• [Teile der Übung]:
• 1. Übertragen Sie aus dem Forumsbeitrag zur Krananlage den Abschnitt von "Ich muss mit" bis einschließlich "man das bestellen?" wortgetreu.
• 2. Wie lang ist der Fahrweg des Krans laut dem Forumsbeitrag zur Krananlage?
• 3. Bitte schreiben Sie den Forumsbeitrag zur Krananlage im Anschluss an seine letzte Zeile weiter.

• [Textauszug]:
____

# Mit welche Art Fu anschliessen



## waldy (30 Januar 2006)

Hallo,
ich habe eine Frage,

es geht um eine Anlage mit Kran,
Fahrweg von Kran ist  ca. 100 Meter Lang.

Ich muss mit FU am Krananlage mit 2 Motoren gesteurn und Kabel für schleppkette auswählen.
Ich habe es so gedacht:

1) Lösung:
FU in Schaltschrank ( auf Boden) einbauen und mit Flexsibel Kabel Motoren verbinden.
Mit:
a) abgeschirmte Kabel
b) nicht Abgeschirmte Kabel - aber welche FU passt dann dafür?

2)Normale Flexibel Kabel von Schrank bis Motoren in schleppkette verlegen, und dierekt an Motoren FU einbauen (natürlich dann liege ich noch eine Kabel für FU Steuerung)


Was würden SIe mir Empfälen ( welche Flexibel Kabel) und wo kann man das bestellen?


gruß waldy


----------



## MSB (30 Januar 2006)

____

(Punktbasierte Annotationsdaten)
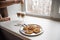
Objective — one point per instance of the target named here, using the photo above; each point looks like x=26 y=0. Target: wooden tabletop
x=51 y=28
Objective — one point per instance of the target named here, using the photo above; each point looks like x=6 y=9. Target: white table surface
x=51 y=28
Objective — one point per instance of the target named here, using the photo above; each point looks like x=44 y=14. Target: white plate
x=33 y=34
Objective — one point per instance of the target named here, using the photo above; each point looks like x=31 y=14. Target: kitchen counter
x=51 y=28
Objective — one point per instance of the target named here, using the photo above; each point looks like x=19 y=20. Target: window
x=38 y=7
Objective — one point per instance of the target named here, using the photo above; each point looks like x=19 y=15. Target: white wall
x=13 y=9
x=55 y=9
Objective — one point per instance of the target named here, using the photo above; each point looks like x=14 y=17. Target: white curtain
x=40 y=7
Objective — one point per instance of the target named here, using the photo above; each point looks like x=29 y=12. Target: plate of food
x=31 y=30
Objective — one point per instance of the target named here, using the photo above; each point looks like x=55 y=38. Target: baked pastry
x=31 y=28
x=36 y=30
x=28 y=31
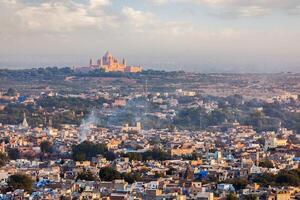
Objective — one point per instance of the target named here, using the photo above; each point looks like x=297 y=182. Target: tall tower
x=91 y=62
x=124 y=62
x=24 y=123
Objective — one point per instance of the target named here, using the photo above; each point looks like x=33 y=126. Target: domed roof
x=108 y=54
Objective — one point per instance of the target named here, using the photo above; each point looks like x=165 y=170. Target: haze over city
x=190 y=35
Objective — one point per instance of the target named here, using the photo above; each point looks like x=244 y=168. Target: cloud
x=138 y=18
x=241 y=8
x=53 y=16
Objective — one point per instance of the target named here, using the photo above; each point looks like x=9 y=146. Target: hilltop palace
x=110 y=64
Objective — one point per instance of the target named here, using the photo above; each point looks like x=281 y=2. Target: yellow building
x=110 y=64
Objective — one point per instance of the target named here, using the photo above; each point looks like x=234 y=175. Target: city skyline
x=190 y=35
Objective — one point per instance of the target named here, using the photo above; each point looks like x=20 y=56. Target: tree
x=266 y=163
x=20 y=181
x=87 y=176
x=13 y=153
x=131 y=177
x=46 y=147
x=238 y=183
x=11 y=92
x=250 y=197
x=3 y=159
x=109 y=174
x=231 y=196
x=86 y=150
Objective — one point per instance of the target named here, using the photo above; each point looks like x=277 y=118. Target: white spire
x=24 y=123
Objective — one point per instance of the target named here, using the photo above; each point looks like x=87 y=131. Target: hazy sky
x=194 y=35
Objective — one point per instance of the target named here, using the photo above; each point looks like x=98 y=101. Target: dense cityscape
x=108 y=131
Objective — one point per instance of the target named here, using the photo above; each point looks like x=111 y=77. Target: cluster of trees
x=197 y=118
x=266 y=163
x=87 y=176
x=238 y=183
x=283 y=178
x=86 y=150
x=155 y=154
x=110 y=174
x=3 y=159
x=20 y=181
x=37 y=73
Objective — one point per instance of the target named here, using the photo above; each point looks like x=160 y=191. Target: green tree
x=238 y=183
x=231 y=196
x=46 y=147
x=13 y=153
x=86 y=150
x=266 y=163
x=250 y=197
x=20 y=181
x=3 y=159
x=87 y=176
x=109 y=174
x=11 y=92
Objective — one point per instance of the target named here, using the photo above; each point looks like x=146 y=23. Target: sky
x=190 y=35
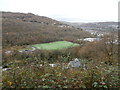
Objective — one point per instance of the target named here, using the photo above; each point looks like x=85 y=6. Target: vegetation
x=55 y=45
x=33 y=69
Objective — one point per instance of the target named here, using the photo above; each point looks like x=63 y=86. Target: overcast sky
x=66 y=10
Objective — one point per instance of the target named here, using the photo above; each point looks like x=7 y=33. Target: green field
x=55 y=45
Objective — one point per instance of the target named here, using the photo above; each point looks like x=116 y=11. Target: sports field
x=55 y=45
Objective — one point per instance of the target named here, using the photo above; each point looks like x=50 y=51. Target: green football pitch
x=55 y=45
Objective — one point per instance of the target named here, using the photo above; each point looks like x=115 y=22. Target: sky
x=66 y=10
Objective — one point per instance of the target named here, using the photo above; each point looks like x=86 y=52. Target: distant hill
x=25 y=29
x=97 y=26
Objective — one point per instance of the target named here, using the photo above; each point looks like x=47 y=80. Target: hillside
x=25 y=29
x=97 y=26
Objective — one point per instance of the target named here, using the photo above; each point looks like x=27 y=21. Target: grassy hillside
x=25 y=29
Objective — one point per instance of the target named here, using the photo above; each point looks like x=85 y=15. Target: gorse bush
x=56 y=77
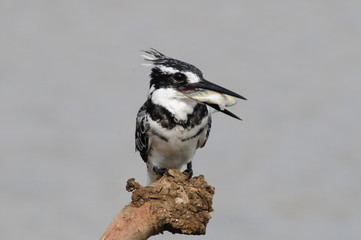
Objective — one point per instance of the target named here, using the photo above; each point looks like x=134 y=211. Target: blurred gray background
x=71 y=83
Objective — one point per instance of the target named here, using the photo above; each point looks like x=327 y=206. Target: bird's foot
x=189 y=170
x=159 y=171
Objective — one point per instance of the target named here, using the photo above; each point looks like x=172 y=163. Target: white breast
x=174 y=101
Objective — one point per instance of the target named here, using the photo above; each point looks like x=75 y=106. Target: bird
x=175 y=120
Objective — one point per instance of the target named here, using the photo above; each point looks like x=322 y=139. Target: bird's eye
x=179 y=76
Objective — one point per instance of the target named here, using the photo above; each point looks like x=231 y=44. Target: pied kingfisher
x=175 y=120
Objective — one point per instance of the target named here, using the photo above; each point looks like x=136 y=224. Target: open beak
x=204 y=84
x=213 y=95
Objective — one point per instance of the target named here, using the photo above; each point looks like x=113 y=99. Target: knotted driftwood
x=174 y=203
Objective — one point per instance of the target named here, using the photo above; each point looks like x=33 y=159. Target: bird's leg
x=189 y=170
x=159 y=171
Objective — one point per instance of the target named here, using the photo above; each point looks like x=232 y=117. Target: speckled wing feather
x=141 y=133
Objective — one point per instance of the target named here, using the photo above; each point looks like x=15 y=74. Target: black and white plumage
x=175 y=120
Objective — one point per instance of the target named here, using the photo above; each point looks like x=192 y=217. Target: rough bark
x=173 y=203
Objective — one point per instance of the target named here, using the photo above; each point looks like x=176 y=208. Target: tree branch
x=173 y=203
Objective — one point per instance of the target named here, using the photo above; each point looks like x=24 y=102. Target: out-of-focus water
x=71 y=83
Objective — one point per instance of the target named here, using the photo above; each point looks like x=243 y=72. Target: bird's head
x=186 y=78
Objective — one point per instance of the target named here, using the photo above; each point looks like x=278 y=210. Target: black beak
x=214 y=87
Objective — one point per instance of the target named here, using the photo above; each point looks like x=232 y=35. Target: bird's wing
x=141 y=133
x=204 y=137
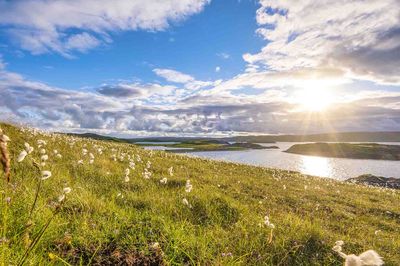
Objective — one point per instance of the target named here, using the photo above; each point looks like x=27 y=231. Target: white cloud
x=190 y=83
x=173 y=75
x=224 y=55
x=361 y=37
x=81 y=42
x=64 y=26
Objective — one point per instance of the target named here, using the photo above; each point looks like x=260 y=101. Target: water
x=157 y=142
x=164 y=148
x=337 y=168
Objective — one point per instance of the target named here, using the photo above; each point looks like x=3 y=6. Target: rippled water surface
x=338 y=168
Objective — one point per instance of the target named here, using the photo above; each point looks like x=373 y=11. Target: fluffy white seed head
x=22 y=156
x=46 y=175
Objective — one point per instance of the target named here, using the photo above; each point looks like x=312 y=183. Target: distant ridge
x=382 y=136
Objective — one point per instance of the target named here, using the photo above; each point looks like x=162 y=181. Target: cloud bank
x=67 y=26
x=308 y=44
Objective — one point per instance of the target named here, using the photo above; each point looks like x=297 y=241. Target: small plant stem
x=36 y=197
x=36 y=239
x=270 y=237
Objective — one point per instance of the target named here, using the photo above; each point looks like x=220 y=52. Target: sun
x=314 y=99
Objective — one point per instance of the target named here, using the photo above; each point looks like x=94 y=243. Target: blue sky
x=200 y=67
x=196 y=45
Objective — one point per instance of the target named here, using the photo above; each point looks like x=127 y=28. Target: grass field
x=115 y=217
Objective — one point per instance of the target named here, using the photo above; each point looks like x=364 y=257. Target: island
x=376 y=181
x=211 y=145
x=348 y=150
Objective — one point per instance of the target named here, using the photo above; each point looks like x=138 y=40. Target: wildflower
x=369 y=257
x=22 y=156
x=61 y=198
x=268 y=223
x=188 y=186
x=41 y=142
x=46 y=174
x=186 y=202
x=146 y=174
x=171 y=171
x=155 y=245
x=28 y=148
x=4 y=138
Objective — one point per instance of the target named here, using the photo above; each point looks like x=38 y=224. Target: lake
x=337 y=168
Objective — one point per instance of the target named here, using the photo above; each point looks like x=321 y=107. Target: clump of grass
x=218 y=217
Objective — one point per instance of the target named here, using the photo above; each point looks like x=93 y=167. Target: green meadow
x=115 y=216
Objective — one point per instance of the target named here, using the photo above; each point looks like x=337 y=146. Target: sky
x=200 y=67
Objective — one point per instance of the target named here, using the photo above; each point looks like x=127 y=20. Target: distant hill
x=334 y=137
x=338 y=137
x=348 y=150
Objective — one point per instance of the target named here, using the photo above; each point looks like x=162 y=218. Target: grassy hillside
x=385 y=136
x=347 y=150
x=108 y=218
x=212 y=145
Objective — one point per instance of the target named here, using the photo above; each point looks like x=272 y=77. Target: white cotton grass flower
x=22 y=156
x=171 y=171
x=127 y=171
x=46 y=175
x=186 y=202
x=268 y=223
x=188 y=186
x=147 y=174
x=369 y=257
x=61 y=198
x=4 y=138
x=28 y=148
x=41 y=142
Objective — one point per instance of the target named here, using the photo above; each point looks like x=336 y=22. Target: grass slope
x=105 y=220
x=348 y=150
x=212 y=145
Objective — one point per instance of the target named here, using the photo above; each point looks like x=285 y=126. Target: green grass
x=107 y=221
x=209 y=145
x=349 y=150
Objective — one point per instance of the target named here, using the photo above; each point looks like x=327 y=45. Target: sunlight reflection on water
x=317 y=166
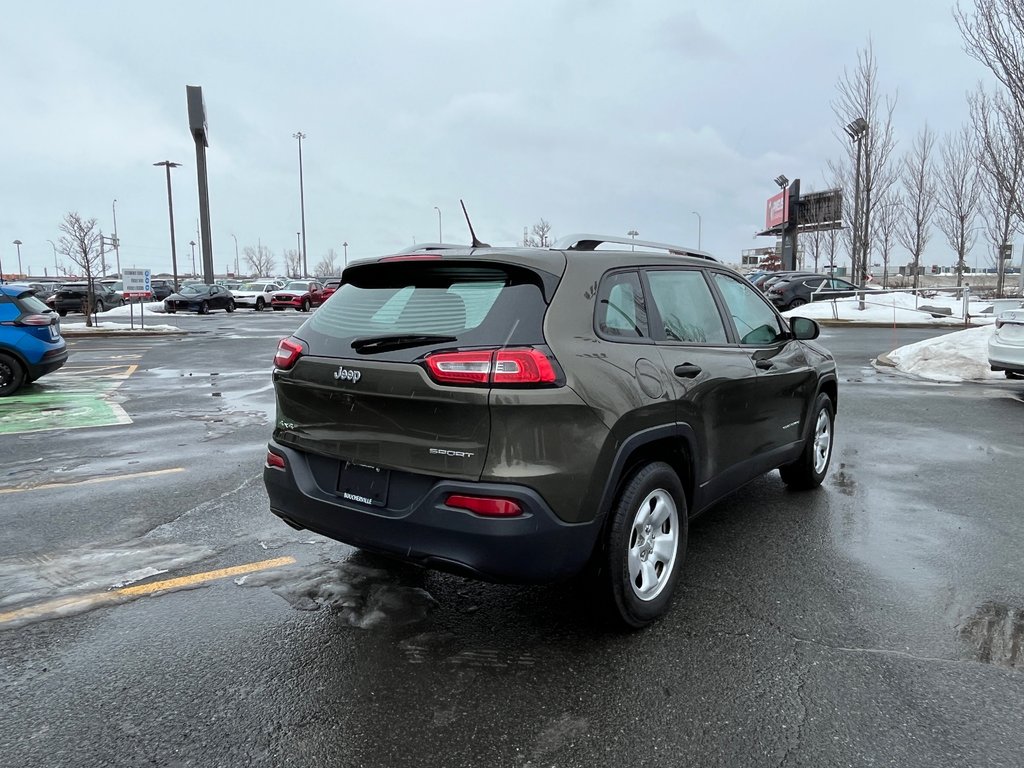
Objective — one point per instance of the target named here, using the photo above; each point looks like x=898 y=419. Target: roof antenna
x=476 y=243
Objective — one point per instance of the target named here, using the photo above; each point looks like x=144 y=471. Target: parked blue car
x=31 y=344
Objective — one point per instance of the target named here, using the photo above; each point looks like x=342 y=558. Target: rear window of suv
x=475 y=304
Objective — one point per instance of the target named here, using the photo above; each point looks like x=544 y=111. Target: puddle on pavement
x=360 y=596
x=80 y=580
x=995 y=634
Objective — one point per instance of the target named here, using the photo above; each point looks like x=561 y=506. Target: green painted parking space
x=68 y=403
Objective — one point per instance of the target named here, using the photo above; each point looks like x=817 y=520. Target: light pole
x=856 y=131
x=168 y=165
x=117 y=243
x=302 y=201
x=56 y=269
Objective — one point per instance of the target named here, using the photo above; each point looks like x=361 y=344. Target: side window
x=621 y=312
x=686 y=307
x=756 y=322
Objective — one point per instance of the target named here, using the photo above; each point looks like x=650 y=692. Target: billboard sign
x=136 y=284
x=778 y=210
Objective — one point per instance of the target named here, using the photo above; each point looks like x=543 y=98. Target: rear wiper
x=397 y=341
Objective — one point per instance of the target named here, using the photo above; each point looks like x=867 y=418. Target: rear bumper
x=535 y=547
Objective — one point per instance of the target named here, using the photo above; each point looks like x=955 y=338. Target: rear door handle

____

• [Schriftliche Antworten]:
• 1.
Ich muss mit FU am Krananlage mit 2 Motoren gesteurn und Kabel für schleppkette auswählen.
Ich habe es so gedacht:

1) Lösung:
FU in Schaltschrank ( auf Boden) einbauen und mit Flexsibel Kabel Motoren verbinden.
Mit:
a) abgeschirmte Kabel
b) nicht Abgeschirmte Kabel - aber welche FU passt dann dafür?

2)Normale Flexibel Kabel von Schrank bis Motoren in schleppkette verlegen, und dierekt an Motoren FU einbauen (natürlich dann liege ich noch eine Kabel für FU Steuerung)


Was würden SIe mir Empfälen ( welche Flexibel Kabel) und wo kann man das bestellen?

• 2. Etwa 100 Meter.

• 3.
Wenn du sagst 100 Meter lang,
dann kann man davon ausgehen dass das Kabel zwischen Motor und Schaltschrank länger ist?

In diesem Fall hast du dann 2 Möglichkeiten:
1. FU am Motor
2. FU im Schrank aber mit Sinus/LC-Drossel, heißt je nach Hersteller mal so mal so

Die Entscheidung zwischen 1 oder 2 hängt von deinen Vorlieben ab.
Allerding bei Krananlagen ist Möglichkeit 1 wg. Wartungsarbeiten wohl eher schlecht.

Auf jeden Fall musst du Schleppkettenfähige Leitungen nehmen.
Hersteller z.B. Lapp oder Helukabel und noch unzählige andere.
Normale Flexible Leitung sind in relativ kurzer Zeit beschädigt.

Falls FU im Schrank und Sinusdrossel :!: braucht man keine geschirmten Leitungen mehr.


----------



## waldy (30 Januar 2006)

Hi,
Danke für die Antwort,

"dann kann man davon ausgehen dass das Kabel zwischen Motor und Schaltschrank länger ist? "- ja das stimmt.
Ich dachte , wenn ich finde FU ( mit Anschluss ohne abgeschirmte Leitung) , dann von Schaltschrank bis Kran dachte ich ganz Normale Leitung anschliessen, da eine Verteiler oder Kiste einbauen und von diese Punk schon Flexible Leitung in Schleppketten verliegen.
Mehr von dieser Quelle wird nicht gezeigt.